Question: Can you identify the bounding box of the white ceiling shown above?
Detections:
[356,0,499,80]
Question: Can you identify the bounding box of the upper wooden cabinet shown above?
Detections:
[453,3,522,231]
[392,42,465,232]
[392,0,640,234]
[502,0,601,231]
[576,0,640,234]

□ □ □ □ □ □ □

• [WRITTEN TASK]: Convert every line of the entries above into a JSON array of strings, with one string per line and blank lines omitted.

• [FULL SOLUTION]:
[
  "Question: Can you identify the bounding box of the white ceiling shown above?",
  "Detections:",
  "[356,0,499,80]",
  "Question: Can you identify the bounding box of the upper wooden cabinet shown above?",
  "Detections:",
  "[453,3,522,231]",
  "[392,42,465,232]",
  "[392,0,640,234]",
  "[502,0,601,231]",
  "[576,0,640,234]"
]